# DO THIS
Give back each entry unchanged, minus pictures.

----------------------------------------

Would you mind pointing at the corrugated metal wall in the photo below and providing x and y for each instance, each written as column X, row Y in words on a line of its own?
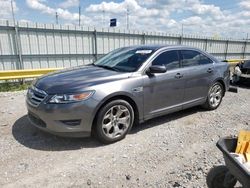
column 33, row 45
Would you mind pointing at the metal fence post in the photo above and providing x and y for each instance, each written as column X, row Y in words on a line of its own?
column 180, row 39
column 206, row 43
column 226, row 49
column 17, row 46
column 95, row 45
column 244, row 49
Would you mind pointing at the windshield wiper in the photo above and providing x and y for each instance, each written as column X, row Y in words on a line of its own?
column 107, row 67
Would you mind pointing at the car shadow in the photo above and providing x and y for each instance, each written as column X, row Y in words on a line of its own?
column 243, row 85
column 165, row 119
column 29, row 136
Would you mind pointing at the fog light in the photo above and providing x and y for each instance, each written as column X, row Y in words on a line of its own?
column 73, row 122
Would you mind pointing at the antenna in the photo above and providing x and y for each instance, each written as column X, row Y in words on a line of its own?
column 56, row 18
column 79, row 13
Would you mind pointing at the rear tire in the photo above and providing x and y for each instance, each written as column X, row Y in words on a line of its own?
column 214, row 96
column 219, row 177
column 114, row 121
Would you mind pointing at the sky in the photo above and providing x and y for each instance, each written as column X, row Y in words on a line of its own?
column 221, row 18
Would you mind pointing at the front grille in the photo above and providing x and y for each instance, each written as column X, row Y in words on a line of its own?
column 36, row 96
column 37, row 121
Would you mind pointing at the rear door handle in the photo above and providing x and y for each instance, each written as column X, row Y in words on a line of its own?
column 209, row 70
column 178, row 75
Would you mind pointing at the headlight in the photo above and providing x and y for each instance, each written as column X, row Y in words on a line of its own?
column 69, row 98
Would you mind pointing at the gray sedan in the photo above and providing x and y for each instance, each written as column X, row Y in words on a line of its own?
column 127, row 86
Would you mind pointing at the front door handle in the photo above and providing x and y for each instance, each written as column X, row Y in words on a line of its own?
column 209, row 70
column 178, row 75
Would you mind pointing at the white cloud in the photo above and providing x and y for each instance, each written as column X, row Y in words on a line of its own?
column 62, row 13
column 156, row 15
column 69, row 3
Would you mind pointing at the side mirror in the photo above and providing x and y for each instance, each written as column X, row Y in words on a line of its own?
column 157, row 69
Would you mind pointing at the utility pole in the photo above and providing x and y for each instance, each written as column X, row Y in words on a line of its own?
column 79, row 13
column 56, row 18
column 127, row 18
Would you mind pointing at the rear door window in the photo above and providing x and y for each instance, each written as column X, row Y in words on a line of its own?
column 194, row 58
column 169, row 59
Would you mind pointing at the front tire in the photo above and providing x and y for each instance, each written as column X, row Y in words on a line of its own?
column 214, row 97
column 113, row 121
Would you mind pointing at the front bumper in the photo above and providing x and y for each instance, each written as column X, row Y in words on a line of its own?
column 56, row 118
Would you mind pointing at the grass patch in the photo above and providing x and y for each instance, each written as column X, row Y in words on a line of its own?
column 14, row 86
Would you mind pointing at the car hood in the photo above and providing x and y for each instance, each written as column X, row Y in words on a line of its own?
column 77, row 79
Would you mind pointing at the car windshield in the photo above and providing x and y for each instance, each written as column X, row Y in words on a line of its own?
column 246, row 64
column 124, row 59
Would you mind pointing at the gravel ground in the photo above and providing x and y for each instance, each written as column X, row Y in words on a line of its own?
column 176, row 150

----------------------------------------

# REPLY TO THE EXERCISE
Would you mind pointing at the corrugated metal wall in the photo below and providing x and y for each instance, each written as column X, row Y in words on a line of its own?
column 33, row 45
Would you mind pointing at the metal fence post in the photo above and providing x and y for each instance, each written as column X, row Y in words on a line of its own?
column 180, row 39
column 206, row 43
column 226, row 49
column 17, row 46
column 95, row 45
column 244, row 49
Would you mind pointing at the windshield wiper in the photo above and providing x and y for each instance, each written as column X, row Y in words on a line of its own?
column 107, row 67
Would you mind pointing at the car shadow in the photo above and providing x and y for each instance, each written as column X, row Y in words on a line of its own?
column 243, row 85
column 165, row 119
column 29, row 136
Would you mind pointing at the fog light in the photo above and providing x and y for each instance, each written as column X, row Y in words on a line of its own?
column 73, row 122
Would you mind pointing at the antenna in the photo above and providing x and y for each instance, each written as column X, row Y in words on a line of its own?
column 56, row 18
column 79, row 13
Would you mind pointing at the rear tire in the photo above and providing x and y for each instance, each written as column X, row Y in words on a line of its own?
column 214, row 96
column 219, row 177
column 114, row 121
Would you mind pointing at the sky in the photo above and providing x and y for each instance, each written as column X, row Y in words on a line of its own?
column 221, row 18
Would you mind pointing at the front grille in the photo above and providing x and y for each instance, each written as column X, row Y in words on a line of its own?
column 36, row 96
column 37, row 121
Would you mind pointing at the rear door handle in the photo above and providing x and y for each instance, each written as column X, row Y in words on a line of its own?
column 209, row 70
column 178, row 75
Would you mind pointing at the headlight in the photo above and providing x and y for each instance, each written as column X, row Y in words on a line of its own?
column 69, row 98
Would you mind pointing at the gray sedan in the photo above and providing x and y for each instance, each written as column X, row Y in words on a line of its own?
column 127, row 86
Would you mind pointing at the front door handle in the photo above and providing x and y for each instance, each written as column X, row Y in words on a line of its own?
column 209, row 70
column 178, row 75
Would you mind pointing at the white cloud in the photo above and providing x and y for each instance, each written as column X, row Y in words on a line of its own?
column 62, row 13
column 156, row 15
column 69, row 3
Would you mind pointing at the side mirror in the photo above and providing x and y for each instance, each written as column X, row Y in words on a line of its own?
column 157, row 69
Would you mind pointing at the utility pole in the photo above and providing x and y for each instance, each written as column X, row Y in words on a line of its own?
column 79, row 13
column 56, row 18
column 127, row 18
Would you mind pointing at the rear door window in the photo above and providing x and y for each instance, each written as column X, row Y in words on a line of its own?
column 194, row 58
column 169, row 59
Would you mind pointing at the front tire in the photo above and providing x and y for each instance, each written as column X, row Y in words on a line of its own?
column 214, row 97
column 113, row 121
Would you mind pointing at the front bumper in the photo above and providing x and y for each instance, each written as column X, row Y in words on a line of its own?
column 56, row 118
Would you mind pointing at the grass patch in the photo above and providing x and y for each instance, each written as column X, row Y in words on a line of its own?
column 14, row 86
Would you mind pointing at the car hood in the photo above and providing x and y for each instance, each written as column X, row Y in words on a line of its own?
column 77, row 79
Would you mind pointing at the car windshield in the photo above and providing x and y for each instance, each written as column X, row Y in words on a line of its own?
column 246, row 64
column 124, row 59
Would you mind pointing at the gravel ground in the photo above and providing x and y for each instance, each written as column X, row Y in words on a line of its own?
column 176, row 150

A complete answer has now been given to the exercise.